### Task item
Using the data below, gather each line that includes the word "street".

### Records for the exercise
-------------------------

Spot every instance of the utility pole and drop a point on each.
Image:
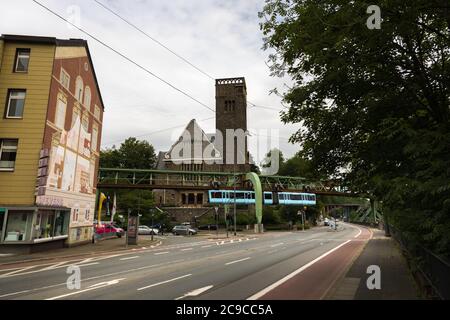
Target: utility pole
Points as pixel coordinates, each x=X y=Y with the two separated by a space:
x=234 y=175
x=152 y=232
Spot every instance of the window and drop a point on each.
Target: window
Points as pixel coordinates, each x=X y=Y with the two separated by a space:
x=18 y=226
x=16 y=104
x=87 y=97
x=94 y=138
x=75 y=116
x=85 y=123
x=79 y=89
x=76 y=212
x=8 y=154
x=64 y=78
x=60 y=116
x=230 y=106
x=22 y=60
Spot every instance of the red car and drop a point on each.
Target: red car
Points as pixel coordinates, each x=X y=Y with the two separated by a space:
x=109 y=228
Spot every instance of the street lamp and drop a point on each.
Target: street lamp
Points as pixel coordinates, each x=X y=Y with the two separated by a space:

-------------------------

### Answer to this problem
Spot every instance of the street lamp and drop a point on each.
Target: street lamp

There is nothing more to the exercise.